- _Task statement_: Write out the items below word for word, starting at the line with "Can you find the eyeglasses" and ending at the line with "324], [448, 277]]", including both of those lines.

- _Information supplied_:
------------------------------------------------

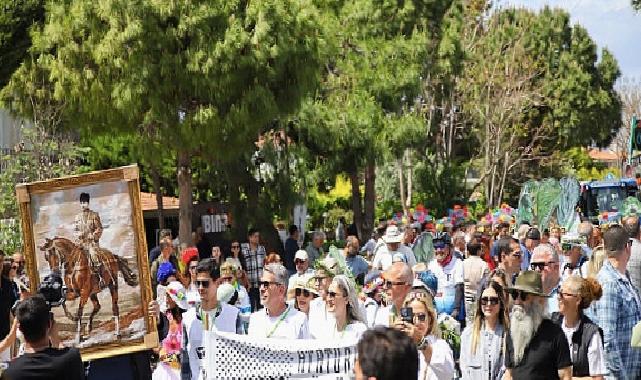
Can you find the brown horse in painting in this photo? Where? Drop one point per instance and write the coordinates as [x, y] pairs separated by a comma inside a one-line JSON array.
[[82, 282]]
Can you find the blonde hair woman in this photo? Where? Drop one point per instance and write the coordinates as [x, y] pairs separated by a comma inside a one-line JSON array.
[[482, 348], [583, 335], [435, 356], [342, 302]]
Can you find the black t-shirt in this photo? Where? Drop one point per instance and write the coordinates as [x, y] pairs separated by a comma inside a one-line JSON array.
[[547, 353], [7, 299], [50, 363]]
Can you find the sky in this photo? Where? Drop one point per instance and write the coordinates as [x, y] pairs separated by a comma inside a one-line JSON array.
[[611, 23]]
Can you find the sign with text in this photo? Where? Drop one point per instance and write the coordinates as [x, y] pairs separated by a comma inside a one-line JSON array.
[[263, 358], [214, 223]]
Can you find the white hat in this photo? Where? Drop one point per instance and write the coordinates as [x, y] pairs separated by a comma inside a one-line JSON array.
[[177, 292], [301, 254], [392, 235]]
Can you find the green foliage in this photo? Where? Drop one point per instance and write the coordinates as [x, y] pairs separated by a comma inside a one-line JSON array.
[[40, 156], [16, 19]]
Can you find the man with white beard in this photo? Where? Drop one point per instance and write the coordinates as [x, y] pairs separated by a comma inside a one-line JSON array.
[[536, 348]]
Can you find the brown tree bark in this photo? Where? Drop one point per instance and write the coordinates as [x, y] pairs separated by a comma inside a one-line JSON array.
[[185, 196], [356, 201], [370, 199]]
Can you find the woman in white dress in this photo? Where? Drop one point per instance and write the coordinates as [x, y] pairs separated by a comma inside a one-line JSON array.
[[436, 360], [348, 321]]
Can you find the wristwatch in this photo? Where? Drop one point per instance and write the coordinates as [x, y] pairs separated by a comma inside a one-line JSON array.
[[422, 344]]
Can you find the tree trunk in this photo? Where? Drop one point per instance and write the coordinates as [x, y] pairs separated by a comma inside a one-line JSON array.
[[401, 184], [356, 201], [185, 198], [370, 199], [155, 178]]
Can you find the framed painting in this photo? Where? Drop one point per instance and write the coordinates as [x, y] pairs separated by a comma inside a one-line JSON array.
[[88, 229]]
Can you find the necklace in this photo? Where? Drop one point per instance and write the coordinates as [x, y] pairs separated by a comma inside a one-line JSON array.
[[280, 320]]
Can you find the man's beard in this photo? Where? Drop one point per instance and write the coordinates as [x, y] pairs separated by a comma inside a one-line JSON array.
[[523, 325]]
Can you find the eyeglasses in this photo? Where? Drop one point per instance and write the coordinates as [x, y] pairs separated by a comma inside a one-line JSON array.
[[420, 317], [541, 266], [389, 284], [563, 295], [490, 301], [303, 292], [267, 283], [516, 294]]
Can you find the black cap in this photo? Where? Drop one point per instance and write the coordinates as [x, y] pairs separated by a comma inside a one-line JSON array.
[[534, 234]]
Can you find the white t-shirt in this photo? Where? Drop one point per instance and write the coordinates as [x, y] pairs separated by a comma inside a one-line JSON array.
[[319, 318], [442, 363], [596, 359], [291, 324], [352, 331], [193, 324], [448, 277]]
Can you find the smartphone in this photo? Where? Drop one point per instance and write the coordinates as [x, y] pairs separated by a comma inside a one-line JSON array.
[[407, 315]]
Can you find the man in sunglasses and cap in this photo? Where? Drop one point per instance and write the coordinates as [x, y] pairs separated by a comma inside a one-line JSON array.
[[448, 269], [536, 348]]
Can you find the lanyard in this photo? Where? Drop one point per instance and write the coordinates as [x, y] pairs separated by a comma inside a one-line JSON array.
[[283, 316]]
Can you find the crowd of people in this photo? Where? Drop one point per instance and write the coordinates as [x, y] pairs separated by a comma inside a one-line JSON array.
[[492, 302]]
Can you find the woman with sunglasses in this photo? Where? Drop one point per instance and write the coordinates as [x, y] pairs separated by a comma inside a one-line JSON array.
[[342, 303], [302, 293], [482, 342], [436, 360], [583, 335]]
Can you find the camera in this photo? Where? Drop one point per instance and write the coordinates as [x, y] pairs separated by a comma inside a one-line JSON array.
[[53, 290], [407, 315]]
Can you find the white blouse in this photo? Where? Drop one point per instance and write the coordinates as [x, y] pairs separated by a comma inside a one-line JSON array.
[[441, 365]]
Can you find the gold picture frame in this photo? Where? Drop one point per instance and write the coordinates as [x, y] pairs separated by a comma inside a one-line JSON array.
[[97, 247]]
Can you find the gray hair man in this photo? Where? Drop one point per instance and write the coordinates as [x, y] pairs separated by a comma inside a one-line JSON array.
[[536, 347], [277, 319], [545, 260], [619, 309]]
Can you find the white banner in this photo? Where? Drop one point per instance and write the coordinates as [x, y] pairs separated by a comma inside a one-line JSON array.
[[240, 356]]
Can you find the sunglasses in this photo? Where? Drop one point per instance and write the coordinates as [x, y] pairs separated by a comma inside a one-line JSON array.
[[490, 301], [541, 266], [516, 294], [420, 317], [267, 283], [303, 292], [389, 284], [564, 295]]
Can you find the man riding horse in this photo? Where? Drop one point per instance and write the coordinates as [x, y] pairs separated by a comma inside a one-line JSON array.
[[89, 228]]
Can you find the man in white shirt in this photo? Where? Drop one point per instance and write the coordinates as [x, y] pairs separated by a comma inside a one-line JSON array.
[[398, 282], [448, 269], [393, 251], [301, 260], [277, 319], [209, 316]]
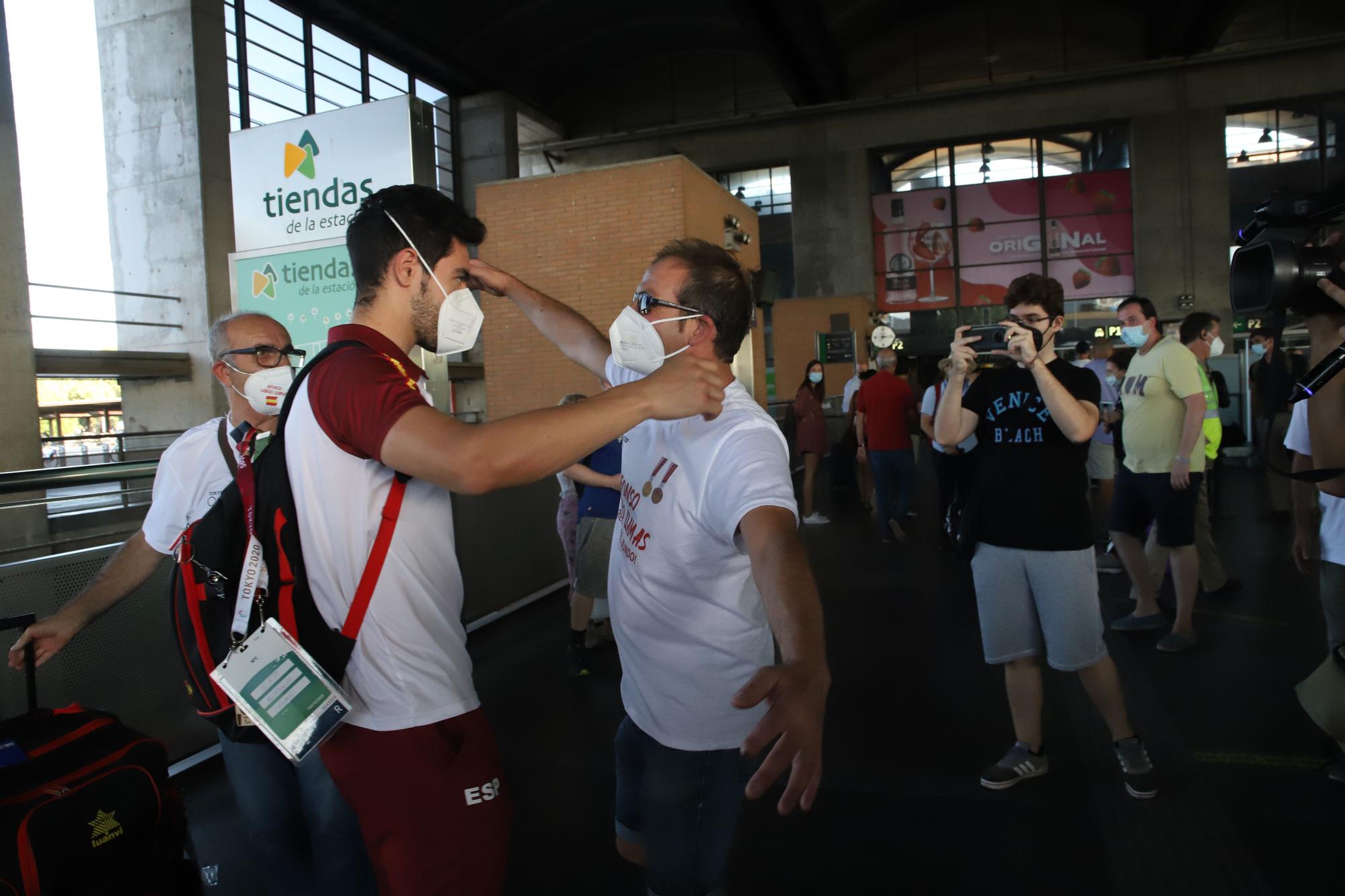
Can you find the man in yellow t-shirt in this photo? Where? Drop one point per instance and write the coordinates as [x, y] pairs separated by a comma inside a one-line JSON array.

------------------------------------------------

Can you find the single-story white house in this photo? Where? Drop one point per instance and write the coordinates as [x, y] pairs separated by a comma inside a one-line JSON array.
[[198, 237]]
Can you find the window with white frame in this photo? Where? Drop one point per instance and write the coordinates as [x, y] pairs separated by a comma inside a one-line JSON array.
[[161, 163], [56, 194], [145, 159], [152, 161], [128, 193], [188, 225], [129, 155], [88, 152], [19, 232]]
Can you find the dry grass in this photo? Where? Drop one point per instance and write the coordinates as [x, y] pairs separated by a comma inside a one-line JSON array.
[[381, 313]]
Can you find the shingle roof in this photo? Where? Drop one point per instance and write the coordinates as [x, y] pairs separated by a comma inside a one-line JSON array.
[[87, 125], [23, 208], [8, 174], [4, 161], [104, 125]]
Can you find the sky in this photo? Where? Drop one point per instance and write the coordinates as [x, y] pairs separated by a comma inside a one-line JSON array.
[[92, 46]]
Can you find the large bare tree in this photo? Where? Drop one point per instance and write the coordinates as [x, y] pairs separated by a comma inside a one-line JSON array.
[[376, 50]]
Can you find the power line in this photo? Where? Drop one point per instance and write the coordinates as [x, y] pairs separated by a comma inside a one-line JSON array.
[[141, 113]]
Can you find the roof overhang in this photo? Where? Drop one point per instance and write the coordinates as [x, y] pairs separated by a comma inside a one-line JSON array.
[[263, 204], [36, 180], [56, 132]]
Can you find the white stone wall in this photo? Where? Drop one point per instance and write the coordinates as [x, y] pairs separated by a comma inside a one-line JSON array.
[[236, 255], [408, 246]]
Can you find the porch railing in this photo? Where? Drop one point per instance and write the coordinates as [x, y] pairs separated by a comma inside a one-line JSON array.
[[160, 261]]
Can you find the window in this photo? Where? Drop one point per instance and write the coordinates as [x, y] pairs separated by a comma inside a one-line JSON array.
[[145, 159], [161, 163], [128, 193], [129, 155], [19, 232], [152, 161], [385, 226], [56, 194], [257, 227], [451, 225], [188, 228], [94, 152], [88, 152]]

------------------------------------------------

- _Answer to this problem_:
Can you find the eyeglasses in this photo? Where? Drop one point per instance and write the coordinates as [x, y] pairs separated by a comma inside a one-line JSON array.
[[420, 317], [541, 266], [389, 284], [563, 295], [490, 301], [303, 292], [267, 283], [516, 294]]
Can you find the black cap in this photo? Where? Drop one point per instance and write the coordinates as [x, y] pairs separated by a comma inside a one-line JSON array.
[[534, 234]]
Can you find the white t-shirt in this photo? Where? Drop one point per instance and write the coordinates as [x, y] pairs separated by a comma inside a one-line JSON array.
[[319, 318], [442, 363], [596, 359], [291, 324], [352, 331], [193, 324], [448, 277]]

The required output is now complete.